• Instructions to follow: Identify every line in the items below that contains the word "surface" and copy each such line in full, treating uppercase and lowercase as different.

• Data to use:
####
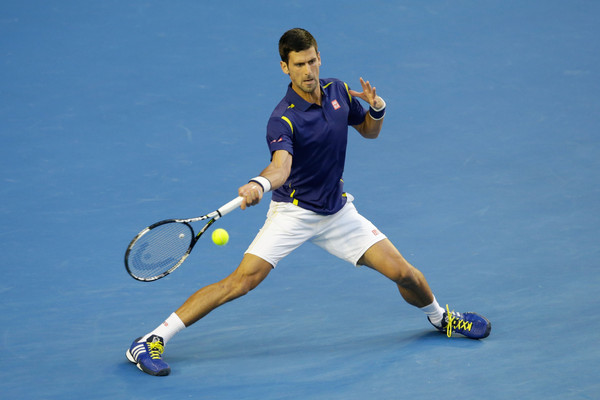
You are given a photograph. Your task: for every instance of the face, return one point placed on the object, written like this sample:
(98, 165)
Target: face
(303, 69)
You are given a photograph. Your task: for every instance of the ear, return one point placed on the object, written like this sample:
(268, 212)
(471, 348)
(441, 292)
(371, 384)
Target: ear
(284, 68)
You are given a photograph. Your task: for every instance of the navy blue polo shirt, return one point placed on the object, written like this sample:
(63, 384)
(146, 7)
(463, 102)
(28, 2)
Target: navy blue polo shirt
(316, 136)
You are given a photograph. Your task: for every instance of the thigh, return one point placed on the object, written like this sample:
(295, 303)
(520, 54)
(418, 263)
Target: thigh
(348, 235)
(387, 260)
(286, 228)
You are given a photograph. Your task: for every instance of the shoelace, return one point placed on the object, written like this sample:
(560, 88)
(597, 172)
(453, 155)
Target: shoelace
(156, 349)
(460, 323)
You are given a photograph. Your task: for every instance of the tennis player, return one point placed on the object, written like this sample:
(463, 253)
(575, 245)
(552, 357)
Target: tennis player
(307, 136)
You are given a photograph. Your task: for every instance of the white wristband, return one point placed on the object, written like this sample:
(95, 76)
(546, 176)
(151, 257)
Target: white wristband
(379, 108)
(263, 182)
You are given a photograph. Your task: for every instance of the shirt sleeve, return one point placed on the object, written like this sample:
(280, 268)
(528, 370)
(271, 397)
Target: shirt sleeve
(279, 135)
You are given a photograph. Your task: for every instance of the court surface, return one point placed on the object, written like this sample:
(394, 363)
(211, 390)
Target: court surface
(116, 114)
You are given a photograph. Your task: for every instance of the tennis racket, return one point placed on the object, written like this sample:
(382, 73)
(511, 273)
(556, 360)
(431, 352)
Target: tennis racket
(162, 247)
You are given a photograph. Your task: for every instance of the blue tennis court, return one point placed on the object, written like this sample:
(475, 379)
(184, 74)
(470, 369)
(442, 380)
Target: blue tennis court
(114, 115)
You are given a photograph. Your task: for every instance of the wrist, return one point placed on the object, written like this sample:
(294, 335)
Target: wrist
(378, 112)
(263, 182)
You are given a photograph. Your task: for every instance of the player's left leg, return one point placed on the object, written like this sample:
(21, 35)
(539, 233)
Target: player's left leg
(387, 260)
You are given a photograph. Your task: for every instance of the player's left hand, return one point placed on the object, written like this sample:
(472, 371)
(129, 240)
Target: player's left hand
(369, 94)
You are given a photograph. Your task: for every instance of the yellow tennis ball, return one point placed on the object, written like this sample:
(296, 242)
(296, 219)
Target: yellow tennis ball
(220, 237)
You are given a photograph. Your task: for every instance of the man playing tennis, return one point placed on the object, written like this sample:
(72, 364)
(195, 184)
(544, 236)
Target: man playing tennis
(307, 136)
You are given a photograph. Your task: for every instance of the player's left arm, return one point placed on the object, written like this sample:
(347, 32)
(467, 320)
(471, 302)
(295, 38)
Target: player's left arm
(370, 127)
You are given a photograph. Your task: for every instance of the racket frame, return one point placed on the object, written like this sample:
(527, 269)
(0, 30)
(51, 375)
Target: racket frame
(212, 217)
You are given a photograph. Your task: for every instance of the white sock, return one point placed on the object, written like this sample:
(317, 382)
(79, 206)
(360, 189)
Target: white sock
(434, 312)
(167, 329)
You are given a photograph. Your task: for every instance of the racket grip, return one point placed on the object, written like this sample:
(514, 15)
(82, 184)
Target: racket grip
(229, 207)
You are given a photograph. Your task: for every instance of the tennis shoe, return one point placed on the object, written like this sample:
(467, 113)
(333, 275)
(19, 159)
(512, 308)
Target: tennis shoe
(469, 324)
(147, 355)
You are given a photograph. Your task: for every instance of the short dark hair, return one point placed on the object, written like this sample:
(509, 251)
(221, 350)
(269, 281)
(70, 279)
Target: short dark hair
(296, 39)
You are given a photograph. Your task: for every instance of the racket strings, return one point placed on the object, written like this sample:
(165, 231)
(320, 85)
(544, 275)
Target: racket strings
(159, 250)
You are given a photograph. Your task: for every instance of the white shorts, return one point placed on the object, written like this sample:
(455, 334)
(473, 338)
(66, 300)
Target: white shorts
(345, 234)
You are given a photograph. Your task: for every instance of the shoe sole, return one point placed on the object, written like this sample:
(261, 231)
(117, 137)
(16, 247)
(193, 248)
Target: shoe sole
(164, 372)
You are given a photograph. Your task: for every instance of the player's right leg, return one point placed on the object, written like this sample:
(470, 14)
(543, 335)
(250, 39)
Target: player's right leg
(248, 275)
(146, 351)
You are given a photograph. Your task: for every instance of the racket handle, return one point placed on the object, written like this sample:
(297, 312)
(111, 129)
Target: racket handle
(229, 207)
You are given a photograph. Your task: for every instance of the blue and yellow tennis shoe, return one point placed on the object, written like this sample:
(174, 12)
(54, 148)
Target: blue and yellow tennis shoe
(147, 355)
(469, 324)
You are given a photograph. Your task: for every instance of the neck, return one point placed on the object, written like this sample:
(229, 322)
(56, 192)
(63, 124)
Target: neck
(312, 97)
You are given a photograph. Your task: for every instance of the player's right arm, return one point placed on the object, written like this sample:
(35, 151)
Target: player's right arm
(276, 172)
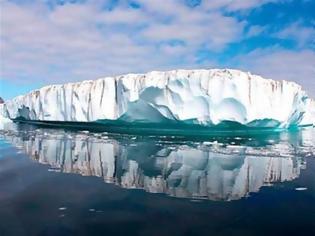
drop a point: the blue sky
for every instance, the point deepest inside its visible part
(57, 41)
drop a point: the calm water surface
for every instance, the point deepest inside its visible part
(56, 182)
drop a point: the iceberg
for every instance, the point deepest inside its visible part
(204, 98)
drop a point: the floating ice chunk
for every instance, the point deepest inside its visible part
(203, 97)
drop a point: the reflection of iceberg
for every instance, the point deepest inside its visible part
(180, 170)
(190, 97)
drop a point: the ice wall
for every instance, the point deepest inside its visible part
(204, 97)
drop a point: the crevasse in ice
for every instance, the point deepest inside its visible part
(205, 97)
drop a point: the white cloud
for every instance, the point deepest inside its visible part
(236, 5)
(85, 41)
(303, 35)
(281, 64)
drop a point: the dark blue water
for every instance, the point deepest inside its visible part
(55, 182)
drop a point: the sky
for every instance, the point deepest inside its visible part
(57, 41)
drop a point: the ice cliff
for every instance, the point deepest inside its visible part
(205, 97)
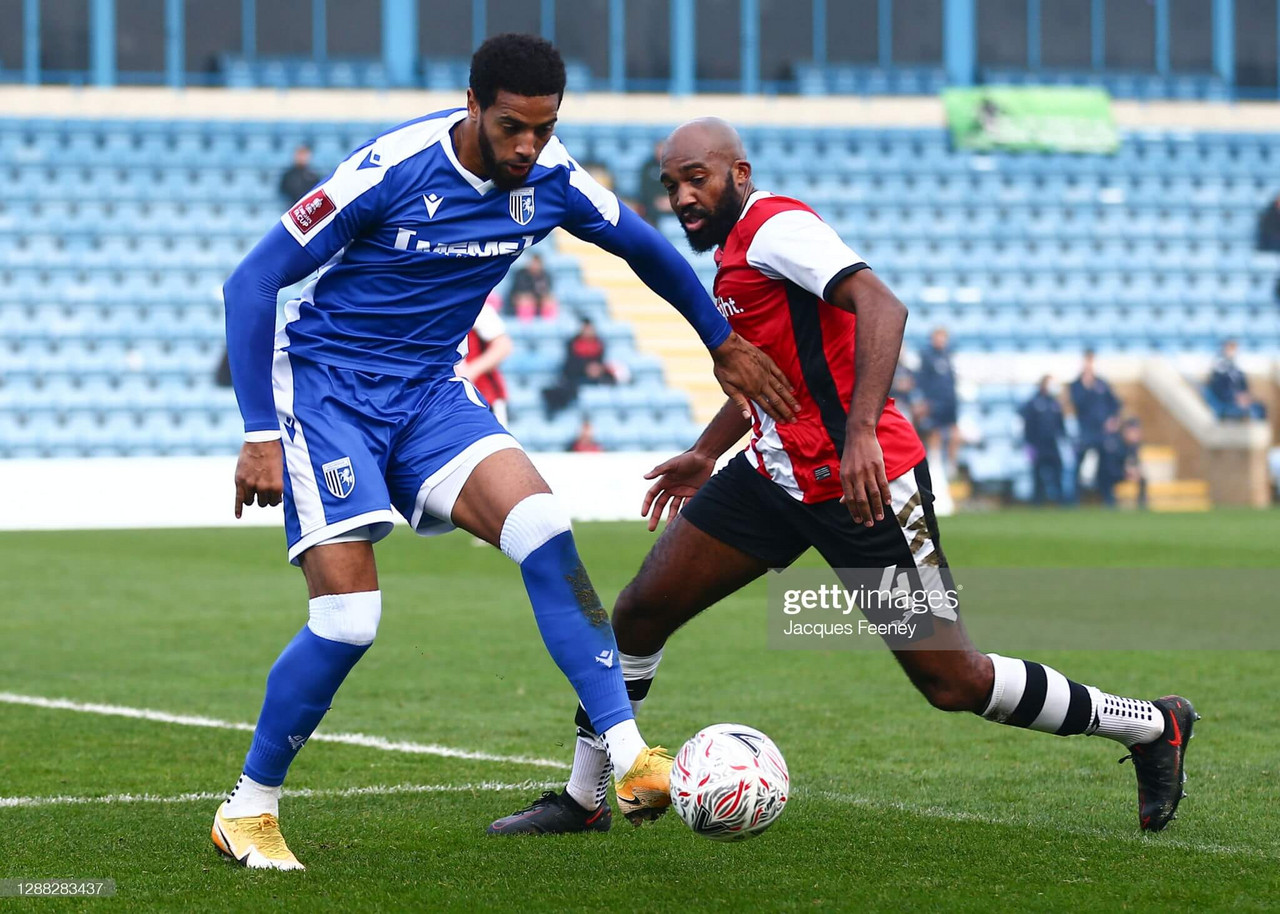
####
• Solution to the problem:
You are given a photograph. Your task: for every instance of the court surface, return one point placed on the object, written like this sample:
Target: court surface
drop a point: the calm water surface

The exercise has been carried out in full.